* GIVEN REQUEST *
Set out every line of the records below as a Markdown table with the columns Row and Text, numbering each line in Row. Skip blank lines and leave the pictures out.

Image location labeling entries

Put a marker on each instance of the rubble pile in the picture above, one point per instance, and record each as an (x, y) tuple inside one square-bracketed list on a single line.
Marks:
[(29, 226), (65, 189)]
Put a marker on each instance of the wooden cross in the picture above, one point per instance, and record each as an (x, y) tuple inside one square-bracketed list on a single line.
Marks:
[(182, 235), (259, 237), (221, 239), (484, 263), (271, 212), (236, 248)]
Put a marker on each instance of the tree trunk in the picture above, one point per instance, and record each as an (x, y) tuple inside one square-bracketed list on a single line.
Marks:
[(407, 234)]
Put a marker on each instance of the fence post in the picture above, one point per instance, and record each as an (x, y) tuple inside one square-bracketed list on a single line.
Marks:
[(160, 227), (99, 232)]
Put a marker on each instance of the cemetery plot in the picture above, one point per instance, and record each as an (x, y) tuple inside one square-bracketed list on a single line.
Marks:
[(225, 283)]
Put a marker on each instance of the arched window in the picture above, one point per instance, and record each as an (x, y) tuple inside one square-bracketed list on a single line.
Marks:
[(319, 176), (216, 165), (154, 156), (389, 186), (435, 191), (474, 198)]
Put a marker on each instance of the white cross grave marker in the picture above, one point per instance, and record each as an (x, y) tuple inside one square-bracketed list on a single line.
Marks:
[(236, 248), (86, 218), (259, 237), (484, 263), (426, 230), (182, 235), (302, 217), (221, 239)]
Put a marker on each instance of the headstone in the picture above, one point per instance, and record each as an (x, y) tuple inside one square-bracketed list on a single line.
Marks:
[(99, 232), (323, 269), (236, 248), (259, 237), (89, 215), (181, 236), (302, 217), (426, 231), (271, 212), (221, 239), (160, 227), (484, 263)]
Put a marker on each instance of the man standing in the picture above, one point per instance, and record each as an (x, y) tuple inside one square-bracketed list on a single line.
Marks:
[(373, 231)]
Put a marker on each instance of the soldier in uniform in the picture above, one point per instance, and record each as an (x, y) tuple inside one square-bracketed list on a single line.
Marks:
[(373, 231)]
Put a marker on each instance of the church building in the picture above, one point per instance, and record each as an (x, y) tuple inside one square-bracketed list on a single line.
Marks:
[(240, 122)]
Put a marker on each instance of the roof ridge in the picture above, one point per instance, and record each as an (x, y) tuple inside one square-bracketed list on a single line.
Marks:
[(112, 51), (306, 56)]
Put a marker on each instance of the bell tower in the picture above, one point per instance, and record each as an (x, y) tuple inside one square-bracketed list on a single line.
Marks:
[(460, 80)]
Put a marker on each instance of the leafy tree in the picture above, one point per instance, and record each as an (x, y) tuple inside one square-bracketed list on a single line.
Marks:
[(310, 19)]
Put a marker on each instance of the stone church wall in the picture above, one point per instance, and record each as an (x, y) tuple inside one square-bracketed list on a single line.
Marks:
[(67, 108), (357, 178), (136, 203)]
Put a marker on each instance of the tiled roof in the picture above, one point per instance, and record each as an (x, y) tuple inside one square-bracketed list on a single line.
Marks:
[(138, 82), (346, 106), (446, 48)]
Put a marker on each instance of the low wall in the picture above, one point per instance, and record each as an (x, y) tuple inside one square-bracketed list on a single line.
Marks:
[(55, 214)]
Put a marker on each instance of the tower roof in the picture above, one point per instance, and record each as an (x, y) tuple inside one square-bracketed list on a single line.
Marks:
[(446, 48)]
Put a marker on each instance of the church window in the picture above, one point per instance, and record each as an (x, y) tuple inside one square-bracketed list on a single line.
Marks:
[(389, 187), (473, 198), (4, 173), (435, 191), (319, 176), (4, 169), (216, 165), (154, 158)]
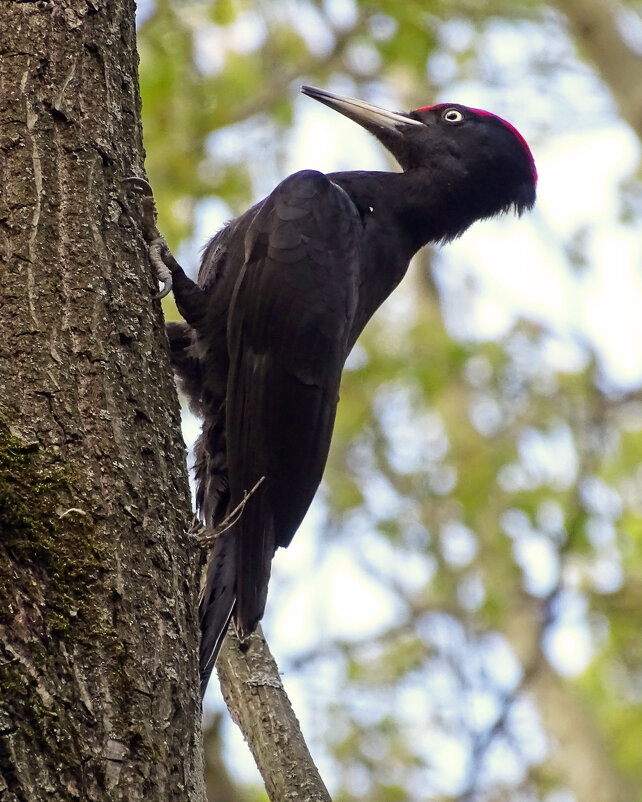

* RIGHT ANSWER *
| Row | Text |
|---|---|
| 1 | Put a marker on each instance of the rubble pile in the picture above, one point per instance, and record each as an (x, y) tuple inside one square-bracketed list on a single line. |
| 2 | Marks: |
| 3 | [(29, 226), (65, 189)] |
| 4 | Put a marker on each instance of the wooden cross in the picture above, one point per instance, and record each as an (x, y) tuple inside one square-bracketed list on a single line. |
| 5 | Marks: |
| 6 | [(182, 235), (259, 237), (221, 239), (484, 263), (271, 212), (236, 248)] |
| 7 | Put a marker on each instance of the tree trunk in the picture above, one point per instance, and record each as an (x, y) tuple inside one square-bracketed list on a single line. |
| 8 | Marks: |
| 9 | [(407, 234)] |
| 10 | Put a marker on each instance of the fence post in the picture above, one point per instance, and record each as an (x, y) tuple inside one square-bracketed list on a single line. |
| 11 | Marks: |
| 12 | [(160, 227), (99, 232)] |
| 13 | Put a marker on each instance of the cemetery plot in the picture above, one point per instance, and record each as an (x, y) tuple inside one square-bracketed list on a single line. |
| 14 | Marks: |
| 15 | [(225, 283)] |
| 16 | Put a marker on each instance of the arched window in the picture above, one point per instance, and record each as an (x, y) tuple inside one square-bracketed list on a single line. |
| 17 | Marks: |
| 18 | [(319, 176), (216, 165), (154, 156), (389, 186), (435, 191), (474, 198)] |
| 19 | Put a marker on each instance of the white cross grave marker in the picture above, one point per instance, and record each as an (x, y) tuple inside one square-bracketed list on a single line. |
| 20 | Marks: |
| 21 | [(236, 248), (86, 218), (259, 237), (484, 263), (426, 230), (182, 235), (302, 217), (221, 239)] |
| 22 | Put a marker on each instance of the headstone in the picture above, one point per instance, and record each as an (x, y) tuple inside one square-bracketed list on a single line. |
| 23 | Marks: |
| 24 | [(99, 232), (323, 269), (236, 248), (259, 237), (89, 215), (181, 236), (302, 217), (426, 231), (271, 212), (221, 239), (160, 227), (484, 263)] |
| 25 | Put a marker on each instance of the man standing in the picture above, one point per instance, and record each as an (x, y) tuple inside one square-bracketed list on a single line. |
| 26 | Marks: |
| 27 | [(373, 231)] |
| 28 | Put a marker on each instance of the soldier in uniform in the picture above, one point per instance, and record each as an (x, y) tuple inside one square-bracketed list on a single line. |
| 29 | Marks: |
| 30 | [(373, 231)] |
| 31 | Put a marker on each instance of the church building in the picture above, one point per instance, and record each as an (x, y) tuple inside one square-bracketed list on a single line. |
| 32 | Marks: |
| 33 | [(240, 122)] |
| 34 | Put a marker on each instance of the roof ridge in the picture above, one point per instance, and record each as an (x, y) tuple inside one square-bracketed list on a single line. |
| 35 | Marks: |
| 36 | [(112, 51), (306, 56)] |
| 37 | Put a marker on each instance of the bell tower in the picture above, one point per instance, and record each as an (x, y) tuple inside one square-bracketed list on a single line. |
| 38 | Marks: |
| 39 | [(460, 80)] |
| 40 | Put a marker on each instance of the leafy tree in the picture above, one point per instance, and record each as an (x, y) tuple inside one square-bracketed list on a single line. |
| 41 | Marks: |
| 42 | [(310, 19)] |
| 43 | Put a marker on each instance of the stone church wall in the picture above, one point per instance, and record each as an (x, y) tuple inside one square-bracketed list on a single line. |
| 44 | Marks: |
| 45 | [(67, 108), (357, 178), (136, 203)] |
| 46 | Put a marker on each instance of the tiled roof in the picture above, one point per instance, and record each as an (x, y) tuple inside one square-bracketed list on a single line. |
| 47 | Marks: |
| 48 | [(138, 82), (346, 106), (446, 48)] |
| 49 | Put a marker on each instance of the low wall in the picture above, one point per instance, and record each as an (x, y) tuple inside one square-bracketed list on a single line. |
| 50 | Marks: |
| 51 | [(55, 214)] |
| 52 | Put a marker on each instance of the tower roof in the picture above, one point per instance, and record each as an (x, y) tuple inside one square-bracketed list on a single line. |
| 53 | Marks: |
| 54 | [(446, 48)] |
| 55 | Put a marker on each instance of the church window in the picture above, one point per instance, and record each as an (x, y) tuple inside one square-bracketed list on a single line. |
| 56 | Marks: |
| 57 | [(389, 187), (473, 198), (4, 173), (435, 191), (319, 176), (4, 169), (216, 165), (154, 158)] |